WHAT THE TASK ASKS — Within the entries below, find the portion that opens with the line containing "Segment each instance." and closes with the line containing "175), (572, 76)]]". Retype that portion exactly and only.

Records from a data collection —
•••••
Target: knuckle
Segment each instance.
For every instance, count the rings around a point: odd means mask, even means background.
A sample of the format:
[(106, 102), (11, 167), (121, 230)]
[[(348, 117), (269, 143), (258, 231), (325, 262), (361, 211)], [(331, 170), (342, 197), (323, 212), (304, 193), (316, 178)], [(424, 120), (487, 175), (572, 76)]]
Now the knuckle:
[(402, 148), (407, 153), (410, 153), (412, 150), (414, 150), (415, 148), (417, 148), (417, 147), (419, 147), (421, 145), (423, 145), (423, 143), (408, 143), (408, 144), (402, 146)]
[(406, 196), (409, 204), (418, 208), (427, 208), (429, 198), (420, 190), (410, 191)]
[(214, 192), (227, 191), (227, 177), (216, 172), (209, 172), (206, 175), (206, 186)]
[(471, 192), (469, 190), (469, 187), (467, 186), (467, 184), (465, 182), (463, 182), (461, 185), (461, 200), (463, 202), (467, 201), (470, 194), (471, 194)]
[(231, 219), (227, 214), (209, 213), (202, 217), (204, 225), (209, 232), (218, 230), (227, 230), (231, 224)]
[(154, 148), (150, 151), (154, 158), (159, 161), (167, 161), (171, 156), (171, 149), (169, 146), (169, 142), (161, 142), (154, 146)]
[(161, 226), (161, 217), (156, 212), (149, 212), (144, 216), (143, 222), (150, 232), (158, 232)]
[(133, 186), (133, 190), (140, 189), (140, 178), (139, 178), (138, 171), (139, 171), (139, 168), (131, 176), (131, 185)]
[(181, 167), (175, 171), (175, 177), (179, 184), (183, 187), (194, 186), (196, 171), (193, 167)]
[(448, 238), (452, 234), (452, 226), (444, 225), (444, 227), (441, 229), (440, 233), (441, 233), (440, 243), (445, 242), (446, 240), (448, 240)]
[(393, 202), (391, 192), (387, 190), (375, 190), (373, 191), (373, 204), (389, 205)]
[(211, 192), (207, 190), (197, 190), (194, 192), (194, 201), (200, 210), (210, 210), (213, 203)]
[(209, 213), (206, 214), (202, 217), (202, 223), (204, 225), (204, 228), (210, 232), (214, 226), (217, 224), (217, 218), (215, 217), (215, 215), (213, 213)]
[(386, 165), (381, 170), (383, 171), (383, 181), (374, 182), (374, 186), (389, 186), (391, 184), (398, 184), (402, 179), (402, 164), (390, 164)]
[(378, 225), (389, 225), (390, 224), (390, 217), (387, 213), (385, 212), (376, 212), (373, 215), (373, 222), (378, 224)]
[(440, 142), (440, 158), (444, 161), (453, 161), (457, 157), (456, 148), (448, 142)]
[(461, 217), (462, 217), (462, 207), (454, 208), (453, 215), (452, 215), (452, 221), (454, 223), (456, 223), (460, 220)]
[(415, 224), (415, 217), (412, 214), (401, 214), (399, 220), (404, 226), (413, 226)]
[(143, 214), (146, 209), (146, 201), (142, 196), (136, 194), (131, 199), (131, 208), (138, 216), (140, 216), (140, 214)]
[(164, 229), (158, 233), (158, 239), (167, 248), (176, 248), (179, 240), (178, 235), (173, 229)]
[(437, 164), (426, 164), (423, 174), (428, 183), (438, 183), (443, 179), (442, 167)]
•••••
RESPONSE TO THIS EXERCISE —
Segment each instance.
For every instance, count the rings around a point: odd means mask, even means background.
A sample of the format:
[(106, 102), (11, 167), (121, 230)]
[[(348, 117), (269, 143), (258, 231), (325, 262), (361, 211)], [(331, 170), (342, 197), (323, 212), (304, 193), (316, 178)], [(424, 120), (487, 175), (572, 76)]]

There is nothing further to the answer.